Written request A: Please list every Greek letter that appears in the formulas of the thread on approximating a limit of an integral below.

Provided text:
[Start]

# Approximating a limit of an integral

How can we prove the following asymptotic lower bound for the regularized Beta function when $$n\rightarrow\infty$$?

$$\int_0^{1} I_{2 t - t^2}\left(\frac{n - 1}{2}, \frac{1}{2}\right) dt=\Omega\left(\frac{1}{\sqrt{n}}\right)$$

• The left side is not a function of $n$ once you've taken the limit. Dec 21, 2020 at 21:25

This integral can actually be evaluated in closed form, from which the large-$$n$$ asymptotics follows readily: $$\int_0^{1} dt\, I_{2 t - t^2}(a,b)= \frac{1}{B(a,b)}\int_0^1 dt\,\int_0^{2t-t^2} ds\,s^{a-1}(1-s)^{b-1}$$ $$=\frac{1}{B(a,b)}\int_0^1 ds\,\frac{s^{a-1} (1-s)^{b+\frac{1}{2}}}{1-s}=\frac{\Gamma (a) \Gamma \left(b+\frac{1}{2}\right)}{\Gamma \left(a+b+\frac{1}{2}\right) B(a,b)}$$ (for the first equality I substituted the integral expression for the Beta function and for the second equality I changed the order of integration).
So the desired integral is $$\int_0^{1} I_{2 t - t^2}\left(\tfrac{n - 1}{2}, \tfrac{1}{2}\right) dt = \frac{2}{(n-1) B\left(\frac{n-1}{2},\frac{1}{2}\right)}\rightarrow\sqrt{\frac{2}{\pi n}} +\frac{1}{(2n)^{3/2}\sqrt{\pi}}+\cdots$$

[End]

Dataset excerpt:
[Start]

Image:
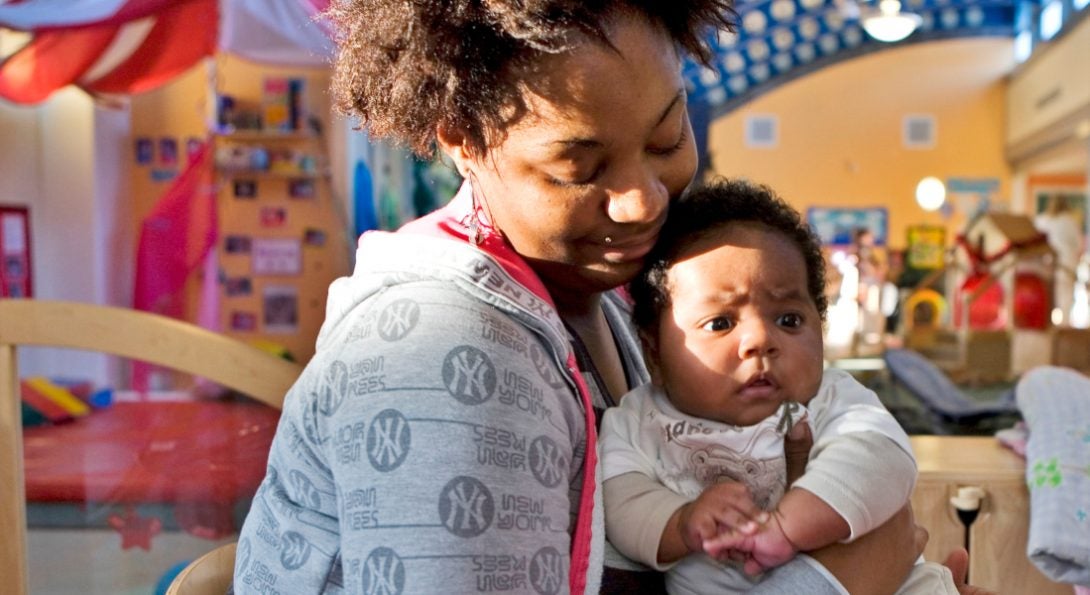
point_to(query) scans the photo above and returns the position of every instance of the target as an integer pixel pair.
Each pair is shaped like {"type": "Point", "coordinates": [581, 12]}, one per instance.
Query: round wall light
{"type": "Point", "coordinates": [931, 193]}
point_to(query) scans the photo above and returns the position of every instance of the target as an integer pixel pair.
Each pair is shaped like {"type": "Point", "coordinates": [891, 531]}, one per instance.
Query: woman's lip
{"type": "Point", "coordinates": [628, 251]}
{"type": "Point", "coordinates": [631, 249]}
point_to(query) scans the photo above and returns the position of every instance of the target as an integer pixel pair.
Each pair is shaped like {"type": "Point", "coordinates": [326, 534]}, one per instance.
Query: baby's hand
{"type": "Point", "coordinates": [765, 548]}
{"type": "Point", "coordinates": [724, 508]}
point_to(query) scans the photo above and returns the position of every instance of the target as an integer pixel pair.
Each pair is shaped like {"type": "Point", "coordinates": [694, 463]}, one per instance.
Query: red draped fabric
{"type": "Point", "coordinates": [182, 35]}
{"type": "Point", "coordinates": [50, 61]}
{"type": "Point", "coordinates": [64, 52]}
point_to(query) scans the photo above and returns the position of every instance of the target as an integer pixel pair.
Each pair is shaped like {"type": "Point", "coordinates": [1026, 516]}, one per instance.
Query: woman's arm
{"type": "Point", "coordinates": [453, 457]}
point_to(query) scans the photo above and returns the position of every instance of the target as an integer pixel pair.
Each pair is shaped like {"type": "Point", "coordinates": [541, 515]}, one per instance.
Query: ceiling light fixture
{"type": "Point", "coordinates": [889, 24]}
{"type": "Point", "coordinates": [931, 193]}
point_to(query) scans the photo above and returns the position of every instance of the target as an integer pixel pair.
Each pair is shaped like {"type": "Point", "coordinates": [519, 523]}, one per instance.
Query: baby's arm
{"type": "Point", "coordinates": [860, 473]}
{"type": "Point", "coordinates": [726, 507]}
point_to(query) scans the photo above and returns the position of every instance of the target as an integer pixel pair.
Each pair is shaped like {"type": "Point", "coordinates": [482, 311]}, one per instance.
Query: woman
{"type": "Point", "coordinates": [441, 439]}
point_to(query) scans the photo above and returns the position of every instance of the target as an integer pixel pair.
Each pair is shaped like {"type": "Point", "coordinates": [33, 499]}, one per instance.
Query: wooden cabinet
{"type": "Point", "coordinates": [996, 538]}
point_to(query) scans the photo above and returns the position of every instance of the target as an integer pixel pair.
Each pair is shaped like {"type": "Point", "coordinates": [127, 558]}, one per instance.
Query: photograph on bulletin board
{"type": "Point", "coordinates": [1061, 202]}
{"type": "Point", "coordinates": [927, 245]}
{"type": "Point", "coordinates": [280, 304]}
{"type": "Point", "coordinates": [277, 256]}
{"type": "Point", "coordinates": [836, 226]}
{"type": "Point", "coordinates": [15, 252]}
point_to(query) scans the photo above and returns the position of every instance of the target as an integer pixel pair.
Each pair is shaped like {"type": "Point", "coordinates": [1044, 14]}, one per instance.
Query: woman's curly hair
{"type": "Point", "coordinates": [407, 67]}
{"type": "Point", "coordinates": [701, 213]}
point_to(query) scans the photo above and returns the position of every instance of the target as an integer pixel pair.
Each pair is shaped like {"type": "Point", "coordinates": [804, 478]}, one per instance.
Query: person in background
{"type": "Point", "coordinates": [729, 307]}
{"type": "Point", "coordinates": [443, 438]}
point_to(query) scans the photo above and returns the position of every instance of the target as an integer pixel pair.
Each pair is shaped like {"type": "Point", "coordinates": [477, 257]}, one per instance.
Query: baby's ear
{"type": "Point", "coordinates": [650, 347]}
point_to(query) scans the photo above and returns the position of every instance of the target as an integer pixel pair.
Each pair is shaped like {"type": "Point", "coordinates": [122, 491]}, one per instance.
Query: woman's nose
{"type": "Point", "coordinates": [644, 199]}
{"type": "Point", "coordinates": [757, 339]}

[End]
[Start]

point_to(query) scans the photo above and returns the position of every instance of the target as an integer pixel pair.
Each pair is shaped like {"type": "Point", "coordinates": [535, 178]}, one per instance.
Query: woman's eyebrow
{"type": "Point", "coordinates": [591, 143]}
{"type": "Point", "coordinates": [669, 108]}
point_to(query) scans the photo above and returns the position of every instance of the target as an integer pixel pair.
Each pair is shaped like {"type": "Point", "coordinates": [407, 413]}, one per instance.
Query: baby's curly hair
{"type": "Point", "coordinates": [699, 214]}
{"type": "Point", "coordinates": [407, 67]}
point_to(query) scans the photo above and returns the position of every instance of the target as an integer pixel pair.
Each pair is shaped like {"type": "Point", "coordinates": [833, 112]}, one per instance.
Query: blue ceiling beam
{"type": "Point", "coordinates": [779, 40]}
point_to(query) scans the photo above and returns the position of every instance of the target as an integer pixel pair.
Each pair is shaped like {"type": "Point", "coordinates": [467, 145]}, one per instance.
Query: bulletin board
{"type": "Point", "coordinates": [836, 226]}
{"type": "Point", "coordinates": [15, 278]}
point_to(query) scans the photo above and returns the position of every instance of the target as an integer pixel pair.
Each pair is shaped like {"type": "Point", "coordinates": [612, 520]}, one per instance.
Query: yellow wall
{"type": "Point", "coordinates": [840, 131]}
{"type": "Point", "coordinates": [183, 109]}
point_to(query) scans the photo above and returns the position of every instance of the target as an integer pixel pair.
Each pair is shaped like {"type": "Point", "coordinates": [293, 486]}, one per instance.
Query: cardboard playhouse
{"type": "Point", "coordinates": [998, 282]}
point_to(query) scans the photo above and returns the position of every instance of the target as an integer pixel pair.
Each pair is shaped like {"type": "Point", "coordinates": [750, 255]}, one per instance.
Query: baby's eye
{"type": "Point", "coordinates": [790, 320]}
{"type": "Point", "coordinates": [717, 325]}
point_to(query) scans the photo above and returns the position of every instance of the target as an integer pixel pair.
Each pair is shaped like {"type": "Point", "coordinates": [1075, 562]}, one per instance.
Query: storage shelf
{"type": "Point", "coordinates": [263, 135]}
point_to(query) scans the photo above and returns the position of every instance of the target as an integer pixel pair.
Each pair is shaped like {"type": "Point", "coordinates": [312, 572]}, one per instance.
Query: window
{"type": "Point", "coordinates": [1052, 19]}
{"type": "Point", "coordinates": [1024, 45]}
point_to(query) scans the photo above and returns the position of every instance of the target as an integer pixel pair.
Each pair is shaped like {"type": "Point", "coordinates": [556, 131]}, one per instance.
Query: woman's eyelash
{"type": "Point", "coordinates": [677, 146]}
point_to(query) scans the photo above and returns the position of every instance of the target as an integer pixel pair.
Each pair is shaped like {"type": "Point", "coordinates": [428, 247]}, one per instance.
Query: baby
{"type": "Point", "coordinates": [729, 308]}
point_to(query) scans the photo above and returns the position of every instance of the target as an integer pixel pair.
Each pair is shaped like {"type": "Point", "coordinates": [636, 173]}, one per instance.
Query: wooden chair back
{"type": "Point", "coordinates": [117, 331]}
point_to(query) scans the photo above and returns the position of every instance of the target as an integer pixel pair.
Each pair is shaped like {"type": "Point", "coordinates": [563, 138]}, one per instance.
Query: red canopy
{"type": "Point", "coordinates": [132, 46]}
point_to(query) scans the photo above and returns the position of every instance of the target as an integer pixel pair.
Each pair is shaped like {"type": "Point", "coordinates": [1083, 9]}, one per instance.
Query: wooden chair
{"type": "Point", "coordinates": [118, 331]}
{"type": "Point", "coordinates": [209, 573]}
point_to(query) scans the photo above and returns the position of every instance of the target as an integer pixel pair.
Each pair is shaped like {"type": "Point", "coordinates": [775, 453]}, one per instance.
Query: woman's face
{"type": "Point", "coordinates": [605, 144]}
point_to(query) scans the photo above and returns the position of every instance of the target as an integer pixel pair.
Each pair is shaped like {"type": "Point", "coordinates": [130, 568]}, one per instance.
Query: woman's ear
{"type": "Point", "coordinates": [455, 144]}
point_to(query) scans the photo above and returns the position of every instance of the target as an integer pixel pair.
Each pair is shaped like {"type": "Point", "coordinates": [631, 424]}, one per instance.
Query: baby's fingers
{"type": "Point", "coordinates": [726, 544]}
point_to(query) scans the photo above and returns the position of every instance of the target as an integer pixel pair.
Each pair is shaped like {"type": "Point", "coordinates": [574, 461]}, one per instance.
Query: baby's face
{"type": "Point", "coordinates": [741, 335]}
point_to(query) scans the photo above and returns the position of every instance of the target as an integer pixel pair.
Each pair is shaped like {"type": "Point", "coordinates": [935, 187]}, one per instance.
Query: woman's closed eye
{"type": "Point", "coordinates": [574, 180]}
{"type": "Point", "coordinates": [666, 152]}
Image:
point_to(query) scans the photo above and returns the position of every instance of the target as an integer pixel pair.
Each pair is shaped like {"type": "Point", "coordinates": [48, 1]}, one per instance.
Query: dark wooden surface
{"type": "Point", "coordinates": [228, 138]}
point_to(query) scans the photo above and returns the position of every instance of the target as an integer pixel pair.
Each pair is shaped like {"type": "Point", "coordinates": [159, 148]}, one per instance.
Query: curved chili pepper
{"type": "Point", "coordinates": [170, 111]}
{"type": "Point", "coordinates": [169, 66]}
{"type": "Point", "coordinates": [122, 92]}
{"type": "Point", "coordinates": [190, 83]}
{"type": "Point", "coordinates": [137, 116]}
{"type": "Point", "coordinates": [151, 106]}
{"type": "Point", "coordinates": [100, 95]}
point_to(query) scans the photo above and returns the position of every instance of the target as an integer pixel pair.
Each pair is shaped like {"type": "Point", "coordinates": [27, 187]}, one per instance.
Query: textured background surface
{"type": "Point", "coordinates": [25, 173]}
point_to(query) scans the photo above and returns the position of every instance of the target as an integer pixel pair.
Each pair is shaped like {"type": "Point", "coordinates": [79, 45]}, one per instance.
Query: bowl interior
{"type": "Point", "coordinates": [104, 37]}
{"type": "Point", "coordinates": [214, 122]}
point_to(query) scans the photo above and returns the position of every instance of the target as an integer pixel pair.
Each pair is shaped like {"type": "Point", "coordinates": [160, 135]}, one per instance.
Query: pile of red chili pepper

[End]
[Start]

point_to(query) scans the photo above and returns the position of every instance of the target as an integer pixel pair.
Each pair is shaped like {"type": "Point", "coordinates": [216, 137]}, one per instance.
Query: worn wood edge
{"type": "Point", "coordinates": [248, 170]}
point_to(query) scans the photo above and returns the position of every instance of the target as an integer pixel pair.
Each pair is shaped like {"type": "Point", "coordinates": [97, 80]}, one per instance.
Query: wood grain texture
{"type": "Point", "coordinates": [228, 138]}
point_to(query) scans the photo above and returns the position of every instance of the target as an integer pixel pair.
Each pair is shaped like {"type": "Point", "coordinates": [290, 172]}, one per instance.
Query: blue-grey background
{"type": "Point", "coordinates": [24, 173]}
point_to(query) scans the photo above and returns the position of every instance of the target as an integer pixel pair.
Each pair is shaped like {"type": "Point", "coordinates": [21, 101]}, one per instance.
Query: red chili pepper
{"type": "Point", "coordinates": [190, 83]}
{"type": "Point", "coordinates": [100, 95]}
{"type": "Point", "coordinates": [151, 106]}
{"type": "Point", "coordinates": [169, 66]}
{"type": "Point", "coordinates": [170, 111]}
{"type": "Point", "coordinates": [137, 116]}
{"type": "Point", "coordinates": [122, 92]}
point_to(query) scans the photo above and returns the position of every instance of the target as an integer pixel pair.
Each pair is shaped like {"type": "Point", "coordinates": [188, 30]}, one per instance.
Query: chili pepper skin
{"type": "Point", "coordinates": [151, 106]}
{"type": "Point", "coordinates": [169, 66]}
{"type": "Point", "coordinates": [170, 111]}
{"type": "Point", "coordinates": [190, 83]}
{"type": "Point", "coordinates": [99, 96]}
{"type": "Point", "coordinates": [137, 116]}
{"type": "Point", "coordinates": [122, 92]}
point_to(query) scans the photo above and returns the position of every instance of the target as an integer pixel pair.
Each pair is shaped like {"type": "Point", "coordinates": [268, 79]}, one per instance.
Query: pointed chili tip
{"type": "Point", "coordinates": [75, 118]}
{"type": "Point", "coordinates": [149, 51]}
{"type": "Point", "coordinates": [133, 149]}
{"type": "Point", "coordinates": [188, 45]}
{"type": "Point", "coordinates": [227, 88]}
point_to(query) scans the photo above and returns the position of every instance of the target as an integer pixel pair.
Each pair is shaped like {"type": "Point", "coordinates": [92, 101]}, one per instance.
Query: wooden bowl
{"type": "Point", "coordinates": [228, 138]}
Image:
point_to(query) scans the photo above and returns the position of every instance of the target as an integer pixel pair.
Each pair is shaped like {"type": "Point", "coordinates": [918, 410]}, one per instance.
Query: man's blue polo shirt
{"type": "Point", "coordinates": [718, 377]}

[End]

Written request B: How many lines in the records contain the string "blue"? Matching is case-sensitive, and the reply should be the number alone.

Exercise answer A: Ω, Γ, π

Exercise answer B: 3